Work task: Please print every record below exactly as it appears, but leave out the pictures.

Recorded information:
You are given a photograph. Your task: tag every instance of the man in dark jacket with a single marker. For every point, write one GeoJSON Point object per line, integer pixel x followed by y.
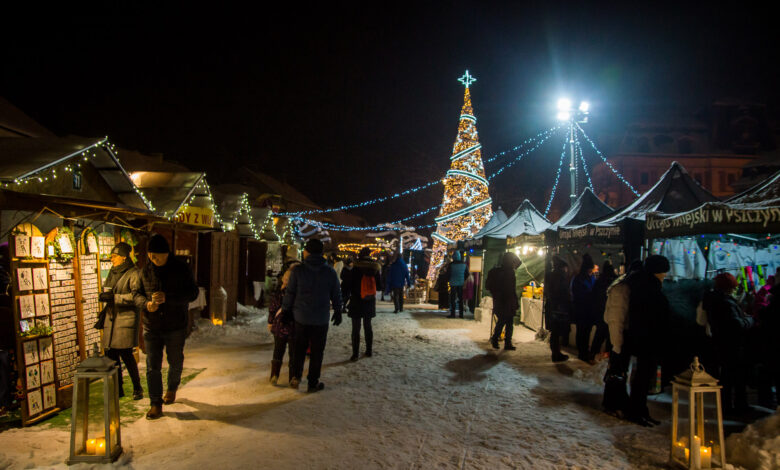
{"type": "Point", "coordinates": [312, 288]}
{"type": "Point", "coordinates": [646, 338]}
{"type": "Point", "coordinates": [501, 284]}
{"type": "Point", "coordinates": [362, 308]}
{"type": "Point", "coordinates": [582, 306]}
{"type": "Point", "coordinates": [558, 307]}
{"type": "Point", "coordinates": [169, 288]}
{"type": "Point", "coordinates": [398, 278]}
{"type": "Point", "coordinates": [729, 326]}
{"type": "Point", "coordinates": [458, 275]}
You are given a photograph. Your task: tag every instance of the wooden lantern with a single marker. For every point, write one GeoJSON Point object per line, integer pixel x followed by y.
{"type": "Point", "coordinates": [94, 433]}
{"type": "Point", "coordinates": [700, 444]}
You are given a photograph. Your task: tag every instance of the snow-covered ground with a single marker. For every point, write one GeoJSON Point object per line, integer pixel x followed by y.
{"type": "Point", "coordinates": [435, 395]}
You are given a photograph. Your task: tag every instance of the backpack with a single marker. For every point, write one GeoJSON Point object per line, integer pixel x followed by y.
{"type": "Point", "coordinates": [367, 286]}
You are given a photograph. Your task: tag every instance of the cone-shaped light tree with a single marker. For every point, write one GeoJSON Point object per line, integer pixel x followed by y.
{"type": "Point", "coordinates": [466, 204]}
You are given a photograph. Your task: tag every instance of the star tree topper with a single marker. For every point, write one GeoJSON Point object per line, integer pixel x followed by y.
{"type": "Point", "coordinates": [467, 79]}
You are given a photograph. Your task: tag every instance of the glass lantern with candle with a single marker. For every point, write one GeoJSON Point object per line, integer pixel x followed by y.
{"type": "Point", "coordinates": [697, 420]}
{"type": "Point", "coordinates": [95, 436]}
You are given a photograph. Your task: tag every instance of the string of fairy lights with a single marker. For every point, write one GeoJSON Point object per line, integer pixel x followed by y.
{"type": "Point", "coordinates": [578, 149]}
{"type": "Point", "coordinates": [557, 178]}
{"type": "Point", "coordinates": [604, 159]}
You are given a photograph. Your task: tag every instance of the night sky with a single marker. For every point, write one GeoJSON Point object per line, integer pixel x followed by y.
{"type": "Point", "coordinates": [347, 101]}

Task result:
You are given a photograph. Your task: tag every instance of the man in dark jacket with a single marker. For every point, write one GeoJSON Point object per line, integer pixel x followed by y.
{"type": "Point", "coordinates": [312, 288]}
{"type": "Point", "coordinates": [646, 338]}
{"type": "Point", "coordinates": [501, 284]}
{"type": "Point", "coordinates": [362, 308]}
{"type": "Point", "coordinates": [582, 306]}
{"type": "Point", "coordinates": [558, 307]}
{"type": "Point", "coordinates": [169, 288]}
{"type": "Point", "coordinates": [398, 278]}
{"type": "Point", "coordinates": [729, 326]}
{"type": "Point", "coordinates": [458, 275]}
You are given a photograph. Your task: tag every instance of the wooden lantern with a single marker. For every point, write one GeoJSON Point object per line, integer pixel x followed by y.
{"type": "Point", "coordinates": [94, 433]}
{"type": "Point", "coordinates": [700, 444]}
You are given a photograph. Your task: tag every instance of the snow-covered ground with a single marker. For every point, write one GeoJSON Point object per line, integer pixel x followed by y.
{"type": "Point", "coordinates": [435, 395]}
You are given a photograph. Your task: tag every instance of the backpack with a single marker. For every point, write one GeoJSON Point object per line, integer pixel x followed by y.
{"type": "Point", "coordinates": [367, 286]}
You are given a photograph. Your task: tag every instance of the cone-shaped light tree with a single marker. For every point, write one GeoJSON Point object per line, integer pixel x followed by y.
{"type": "Point", "coordinates": [466, 204]}
You are given a photograph. Your task: tag every instance of the star tree topper with a single marker. For every point, write one GeoJSON Point object per line, integer pixel x followed by y.
{"type": "Point", "coordinates": [467, 79]}
You are given a photograph. Your task: tag every instance of the glass lantern with candle with a single marker. For every point, write one GeoJSON Point object per line, integer pixel x followed by y.
{"type": "Point", "coordinates": [697, 420]}
{"type": "Point", "coordinates": [95, 436]}
You are given a photograph. Your task: tag every instance of the string of fairy lights with a single marker. For every point, write one GeoJSON Point object per line, integer pixel x followed by y.
{"type": "Point", "coordinates": [578, 149]}
{"type": "Point", "coordinates": [557, 178]}
{"type": "Point", "coordinates": [604, 159]}
You are given a photograph. Your task: tag every instance of the night sky with a single marker. For every point, write one GeoJSON Point object per line, integer pixel x followed by y.
{"type": "Point", "coordinates": [347, 101]}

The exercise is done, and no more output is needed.